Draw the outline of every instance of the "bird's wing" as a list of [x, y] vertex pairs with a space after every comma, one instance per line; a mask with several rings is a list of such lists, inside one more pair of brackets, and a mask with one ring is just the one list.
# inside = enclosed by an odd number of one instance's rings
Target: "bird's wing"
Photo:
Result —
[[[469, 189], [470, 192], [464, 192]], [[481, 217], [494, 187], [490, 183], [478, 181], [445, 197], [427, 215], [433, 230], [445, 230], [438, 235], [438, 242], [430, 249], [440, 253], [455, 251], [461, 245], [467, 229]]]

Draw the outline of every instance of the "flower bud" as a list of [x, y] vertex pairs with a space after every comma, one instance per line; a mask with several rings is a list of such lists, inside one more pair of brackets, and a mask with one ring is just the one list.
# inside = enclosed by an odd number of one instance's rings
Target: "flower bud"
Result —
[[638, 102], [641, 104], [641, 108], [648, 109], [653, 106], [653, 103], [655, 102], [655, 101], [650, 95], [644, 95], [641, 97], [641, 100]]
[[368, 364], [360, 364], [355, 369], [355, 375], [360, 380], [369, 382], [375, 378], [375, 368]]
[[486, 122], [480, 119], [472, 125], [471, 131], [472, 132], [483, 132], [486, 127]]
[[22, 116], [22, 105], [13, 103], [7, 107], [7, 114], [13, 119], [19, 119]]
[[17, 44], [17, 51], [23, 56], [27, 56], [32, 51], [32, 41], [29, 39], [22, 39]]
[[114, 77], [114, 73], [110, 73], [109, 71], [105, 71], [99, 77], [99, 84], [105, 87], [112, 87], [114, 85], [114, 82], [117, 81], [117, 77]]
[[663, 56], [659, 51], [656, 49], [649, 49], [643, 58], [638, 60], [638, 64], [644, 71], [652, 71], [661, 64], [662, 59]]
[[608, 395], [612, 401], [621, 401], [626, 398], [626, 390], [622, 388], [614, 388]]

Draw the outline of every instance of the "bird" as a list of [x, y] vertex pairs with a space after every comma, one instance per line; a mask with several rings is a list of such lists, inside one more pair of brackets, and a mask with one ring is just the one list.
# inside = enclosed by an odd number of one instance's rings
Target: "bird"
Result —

****************

Each line above is to be repeated exactly.

Written solution>
Draw the outline of every instance of the "bird's wing" as a list of [x, y] vertex pairs with a space after every comma, one instance per line; a mask with several rings is a list of such lists, inside one more pair of brackets, and a mask with one ring is just the one list.
# inside = enclosed by an odd number of one instance's rings
Target: "bird's wing"
Photo:
Result —
[[[469, 189], [470, 192], [464, 192]], [[481, 217], [494, 187], [490, 183], [478, 181], [445, 197], [427, 215], [433, 230], [445, 230], [438, 235], [438, 242], [430, 249], [440, 253], [455, 251], [461, 245], [467, 229]]]

Draw the outline of every instance of the "flower bud" as a list of [x, y] vertex pairs with a space after every comma, one instance per line; a mask with several rings is a list of such lists, inside one more pair of brackets, and a mask with one ring is just the one list.
# inside = enclosed by an odd number of one instance's rings
Target: "flower bud"
Result —
[[638, 102], [641, 104], [641, 108], [648, 109], [653, 106], [653, 103], [655, 102], [655, 101], [650, 95], [644, 95], [641, 97], [641, 100]]
[[368, 364], [360, 364], [355, 369], [355, 375], [360, 380], [369, 382], [375, 378], [375, 368]]
[[486, 122], [480, 119], [472, 125], [471, 131], [472, 132], [483, 132], [486, 127]]
[[22, 116], [22, 105], [13, 103], [7, 107], [7, 114], [13, 119], [19, 119]]
[[17, 44], [17, 51], [23, 56], [27, 56], [32, 51], [32, 41], [29, 39], [22, 39]]
[[114, 77], [114, 73], [110, 73], [109, 71], [105, 71], [99, 77], [99, 84], [105, 87], [112, 87], [114, 85], [114, 82], [117, 81], [117, 77]]
[[663, 56], [659, 51], [656, 49], [649, 49], [643, 58], [638, 60], [638, 64], [644, 71], [652, 71], [661, 64], [662, 59]]
[[608, 395], [612, 401], [621, 401], [626, 398], [626, 390], [622, 388], [614, 388]]

Draw the outline of every instance of the "bird" as a list of [x, y] vertex pairs with a space after every comma, one instance per line; a mask with several rings is a list of such lists, inside one more pair of brackets, and a mask with one ring is just the one list.
# inside = enclosed by an odd number of one instance's rings
Target: "bird"
Result —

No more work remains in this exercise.